Claro, ainda não sabemos como as pessoas vão reagir ao ter bots envolvidos nesse tipo de conversa. Alguns trabalhos que fizemos alguns anos atrás mostraram que os resultados emocionais, relacionais e psicológicos das conversas com bots podem ser semelhantes aos de um ser humano. Existe potencial lá, mas certamente será necessário cuidado ao introduzir esses tipos de sistemas em comunicação como esta.

Uma área que você estuda é confiança e decepção. Como você vê a IA afetando a maneira como as pessoas confiam umas nas outras?

Acho que se a máquina está ajudando você a ser você, então acho que você pode ser autêntico. Os sistemas de IA podem ser otimizados para uma série de coisas e algumas delas podem ser interpessoais. Você pode dizer: “Quero uma descrição de namoro online e quero parecer muito engraçado, caloroso e aberto”. Acabei de fazer um exercício em sala de aula, fazendo com que os alunos usassem o ChatGPT para criar um perfil de namoro online, e fiquei chocado quando todos os alunos disseram que a descrição do ChatGPT era uma representação precisa deles mesmos!

DADOS EM ANÁLISE ->

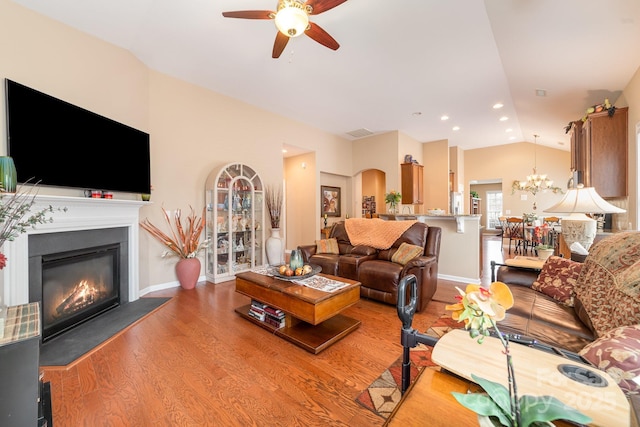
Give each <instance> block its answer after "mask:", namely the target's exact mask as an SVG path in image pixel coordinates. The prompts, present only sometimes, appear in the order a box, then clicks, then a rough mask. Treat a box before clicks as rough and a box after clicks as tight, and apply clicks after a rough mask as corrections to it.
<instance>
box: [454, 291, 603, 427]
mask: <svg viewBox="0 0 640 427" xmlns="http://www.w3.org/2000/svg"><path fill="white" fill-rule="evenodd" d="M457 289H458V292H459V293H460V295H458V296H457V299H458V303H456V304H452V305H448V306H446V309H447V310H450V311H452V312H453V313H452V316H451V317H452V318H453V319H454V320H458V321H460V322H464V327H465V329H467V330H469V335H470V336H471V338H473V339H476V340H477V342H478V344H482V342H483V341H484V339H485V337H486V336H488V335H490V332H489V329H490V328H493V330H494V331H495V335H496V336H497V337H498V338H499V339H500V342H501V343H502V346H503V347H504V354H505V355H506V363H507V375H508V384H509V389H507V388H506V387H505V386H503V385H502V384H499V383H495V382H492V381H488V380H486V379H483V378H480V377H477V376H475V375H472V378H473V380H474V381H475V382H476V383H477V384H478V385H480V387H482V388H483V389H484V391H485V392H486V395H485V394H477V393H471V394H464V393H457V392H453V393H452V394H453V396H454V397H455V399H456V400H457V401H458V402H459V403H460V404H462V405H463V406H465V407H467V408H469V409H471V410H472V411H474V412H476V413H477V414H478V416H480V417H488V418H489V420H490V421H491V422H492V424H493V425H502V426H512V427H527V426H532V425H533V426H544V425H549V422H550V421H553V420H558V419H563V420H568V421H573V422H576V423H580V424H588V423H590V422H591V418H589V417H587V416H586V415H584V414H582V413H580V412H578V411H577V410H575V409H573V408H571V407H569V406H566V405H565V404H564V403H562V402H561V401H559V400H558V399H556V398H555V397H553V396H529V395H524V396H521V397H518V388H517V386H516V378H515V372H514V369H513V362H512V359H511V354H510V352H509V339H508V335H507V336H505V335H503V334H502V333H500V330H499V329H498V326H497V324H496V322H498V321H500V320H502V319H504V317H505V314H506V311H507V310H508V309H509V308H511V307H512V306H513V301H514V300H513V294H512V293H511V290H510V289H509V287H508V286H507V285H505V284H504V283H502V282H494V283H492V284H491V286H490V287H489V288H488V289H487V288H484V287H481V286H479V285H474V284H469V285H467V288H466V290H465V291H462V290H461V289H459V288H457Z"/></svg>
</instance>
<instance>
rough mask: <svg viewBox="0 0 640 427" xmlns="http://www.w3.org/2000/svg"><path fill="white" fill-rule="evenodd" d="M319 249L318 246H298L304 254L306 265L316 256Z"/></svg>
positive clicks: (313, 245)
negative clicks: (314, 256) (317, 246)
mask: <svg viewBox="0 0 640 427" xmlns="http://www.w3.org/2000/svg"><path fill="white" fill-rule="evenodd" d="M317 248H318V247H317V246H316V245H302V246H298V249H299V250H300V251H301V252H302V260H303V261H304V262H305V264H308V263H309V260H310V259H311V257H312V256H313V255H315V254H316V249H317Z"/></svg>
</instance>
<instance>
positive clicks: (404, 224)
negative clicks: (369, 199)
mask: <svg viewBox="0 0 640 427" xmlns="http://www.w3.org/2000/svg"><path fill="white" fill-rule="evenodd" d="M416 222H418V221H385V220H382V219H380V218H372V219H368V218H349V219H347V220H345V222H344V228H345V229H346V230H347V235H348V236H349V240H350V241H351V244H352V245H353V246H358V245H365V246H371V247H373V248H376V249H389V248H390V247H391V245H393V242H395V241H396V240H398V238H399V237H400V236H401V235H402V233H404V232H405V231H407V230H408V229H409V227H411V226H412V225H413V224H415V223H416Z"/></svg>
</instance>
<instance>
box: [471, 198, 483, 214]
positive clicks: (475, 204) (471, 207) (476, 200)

QUESTÃO ->
Responda com base no texto em estudo:
1. A que podem ser semelhantes os resultados emocionais, relacionais e psicológicos das conversas com bots?
2. Qual é a área de estudo mencionada na pergunta feita ao entrevistado?
3. Que ferramenta os alunos usaram para criar um perfil de namoro online?
Os itens não são necessários para a questão.

RESPOSTA ESCRITA ->
1. Aos de um ser humano.
2. Confiança e decepção.
3. O ChatGPT.